Supplied material:

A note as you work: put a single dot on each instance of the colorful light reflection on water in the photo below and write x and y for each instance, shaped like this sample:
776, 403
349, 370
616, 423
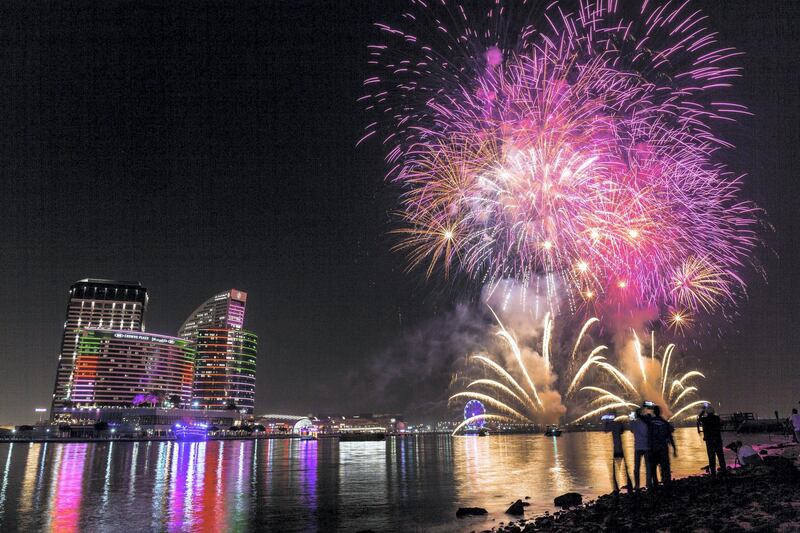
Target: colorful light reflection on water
290, 485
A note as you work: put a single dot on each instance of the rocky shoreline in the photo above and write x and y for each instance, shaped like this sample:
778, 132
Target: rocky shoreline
764, 497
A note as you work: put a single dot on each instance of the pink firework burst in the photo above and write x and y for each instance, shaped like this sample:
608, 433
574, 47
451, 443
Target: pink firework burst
580, 149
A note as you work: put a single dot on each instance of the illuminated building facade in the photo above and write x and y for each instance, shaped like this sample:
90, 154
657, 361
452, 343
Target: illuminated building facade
101, 304
223, 310
121, 368
225, 369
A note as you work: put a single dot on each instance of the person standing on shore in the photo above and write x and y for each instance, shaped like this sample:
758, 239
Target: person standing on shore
795, 420
641, 448
659, 438
616, 428
712, 434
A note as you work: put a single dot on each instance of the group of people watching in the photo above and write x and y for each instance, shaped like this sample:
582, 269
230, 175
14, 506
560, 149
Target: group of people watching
652, 438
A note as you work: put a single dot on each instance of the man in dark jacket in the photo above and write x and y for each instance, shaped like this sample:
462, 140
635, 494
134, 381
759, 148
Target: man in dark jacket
659, 433
712, 434
641, 448
618, 462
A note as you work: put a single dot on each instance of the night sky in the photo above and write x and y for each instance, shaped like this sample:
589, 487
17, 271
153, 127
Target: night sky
198, 148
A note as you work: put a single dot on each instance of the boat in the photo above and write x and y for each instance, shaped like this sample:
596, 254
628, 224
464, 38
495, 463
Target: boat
552, 431
355, 436
190, 432
308, 435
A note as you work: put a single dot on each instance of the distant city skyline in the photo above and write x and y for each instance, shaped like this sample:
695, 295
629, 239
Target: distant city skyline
202, 148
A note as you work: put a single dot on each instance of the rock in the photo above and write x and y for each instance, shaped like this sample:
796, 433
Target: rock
570, 499
517, 508
470, 511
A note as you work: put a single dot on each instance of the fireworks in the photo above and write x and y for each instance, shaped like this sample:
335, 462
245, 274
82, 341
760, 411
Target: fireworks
580, 149
514, 400
654, 382
608, 387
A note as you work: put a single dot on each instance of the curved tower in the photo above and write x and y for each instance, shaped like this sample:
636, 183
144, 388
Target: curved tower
225, 363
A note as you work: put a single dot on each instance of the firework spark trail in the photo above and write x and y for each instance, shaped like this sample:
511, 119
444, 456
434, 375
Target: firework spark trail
579, 148
631, 395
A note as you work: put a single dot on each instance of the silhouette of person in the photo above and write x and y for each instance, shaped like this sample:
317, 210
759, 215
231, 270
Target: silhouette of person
660, 438
618, 462
641, 448
712, 434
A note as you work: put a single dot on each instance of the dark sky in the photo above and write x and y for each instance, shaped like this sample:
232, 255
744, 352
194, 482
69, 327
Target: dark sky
198, 148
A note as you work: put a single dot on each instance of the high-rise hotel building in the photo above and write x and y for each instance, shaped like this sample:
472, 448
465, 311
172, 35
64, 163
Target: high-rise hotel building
113, 367
97, 304
225, 363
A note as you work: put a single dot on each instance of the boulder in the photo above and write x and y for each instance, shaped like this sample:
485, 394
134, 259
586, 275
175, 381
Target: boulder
570, 499
470, 511
517, 508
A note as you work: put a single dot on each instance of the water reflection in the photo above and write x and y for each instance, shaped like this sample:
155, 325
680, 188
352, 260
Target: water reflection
411, 483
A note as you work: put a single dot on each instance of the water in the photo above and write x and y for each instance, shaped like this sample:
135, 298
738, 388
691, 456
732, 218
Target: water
404, 484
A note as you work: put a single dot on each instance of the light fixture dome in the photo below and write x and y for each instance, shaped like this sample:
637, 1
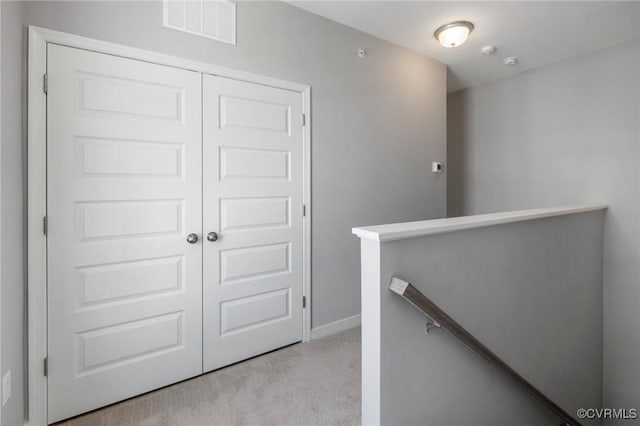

About this task:
All the lines above are to be reproduced exactly, except the pictures.

Response area:
A note as you work: put a single dot on each instance of the colorful light reflection on water in the photo below and write x and y for each instance, shaped like this sample:
776, 403
349, 370
616, 423
Target: colorful light reflection on water
290, 485
A note as you work: put a single dot on each instance of the rocky shoreline in the photo above and write x and y for each instance, shaped like this sample:
778, 132
Target: rocky shoreline
764, 497
A note as you work: put a single dot on each instance of the pink firework burst in the photo above and write x and y for each instance, shaped like this sample:
608, 433
574, 47
451, 443
Target: pink firework burst
580, 149
A note as you work: put a single dot on each instance of the illuminated building facade in the photo above and write x and y for each instance, shaped like this sample:
90, 154
657, 361
452, 343
Target: illuminated building facade
101, 304
223, 310
121, 368
225, 369
A note as you work: put a single dot on each instance of the person standing on shore in the photo above and write x and y for each instance, shaped like this sample:
758, 239
Target: person standing on shore
795, 420
641, 448
659, 438
616, 428
712, 434
A note as you work: put a single dot on each instance of the group of people watching in the photo above and write x and y for each instance, shaped like this sample:
582, 269
230, 175
14, 506
560, 149
Target: group of people watching
652, 438
A note as you work: put a single dot on each instance of the man in dark jacket in the photo above and write x and y for each instance, shaped like this sample:
462, 140
635, 494
134, 381
759, 148
Target: man in dark jacket
659, 433
712, 434
641, 448
618, 462
A note as you work: put a single dot on each instance of the night sky in the photo above and write x and y for each instance, shaped like this sample:
589, 487
17, 271
153, 127
Target: night sky
198, 148
A note as you work: put a single dot on each instance of the boat in the photo above and write x and y for each instance, shaped like this sample:
596, 254
628, 224
464, 38
495, 463
Target: boat
552, 431
355, 436
190, 432
308, 435
A note as you work: put a single dot on each instance of the distant city skyline in the photo above and write x and y for each instance, shaped like this sample:
695, 295
629, 239
Target: distant city skyline
202, 148
A note as you work: put a single dot on each instance of the rock in the photo above and write x and y for each instance, shaped like this sample:
796, 433
Target: rock
570, 499
517, 508
470, 511
A note as you work: put a single dot on each instance of the fireworks in the photo above and write x and y for each instance, shaped like this sample:
335, 462
245, 274
82, 341
760, 411
Target: fireworks
580, 149
514, 400
654, 382
608, 387
A note as you work: put a single dot on each instance of the curved tower in the photo above and write x and y for each instance, shaped like this sample:
636, 183
144, 388
Target: curved tower
225, 363
A note as you work: put a single dot on each instance of the firework spark trail in the photo above and write x and y for each instance, shaped like this sample:
511, 119
444, 456
434, 375
Target: firework spark trail
579, 148
631, 395
A note as you work: put a single dot on each instance of the silhouette of person in the photo above and write x and y for each instance, shaped like this sample:
317, 210
759, 215
231, 270
Target: silhouette of person
660, 438
618, 462
641, 448
712, 434
A note as you work: put a single dot on each instance of the dark sky in the photo above and write x and y for each instance, shaped like this sample:
232, 255
744, 352
194, 482
69, 327
Target: dark sky
198, 148
A note as you work: put a single dot on each instance of the high-rise hotel building in the photo above and write x and y for each instance, shaped like this sample:
472, 448
465, 311
172, 35
64, 163
Target: high-rise hotel building
113, 367
97, 304
225, 363
A note as you work: put a single dot on each instance of the boulder in the photo above and write x and y for each instance, shaped like this sample:
485, 394
134, 259
586, 275
175, 381
Target: boulder
570, 499
470, 511
517, 508
A note as you work: put a single dot on each instance of the water reflection in the photo above and write x and y for each instance, shaped like this sample:
155, 325
680, 188
352, 260
Target: water reflection
411, 483
A note as you work: put a single dot on each instance of the water in the photo above and write x and y for each instance, shaped like this sample:
135, 298
738, 388
691, 456
732, 218
Target: water
404, 484
A note as you work: put a single dot on each instance of the light fixture dome in the photo below and write x and y for each instance, shaped like this sample:
637, 1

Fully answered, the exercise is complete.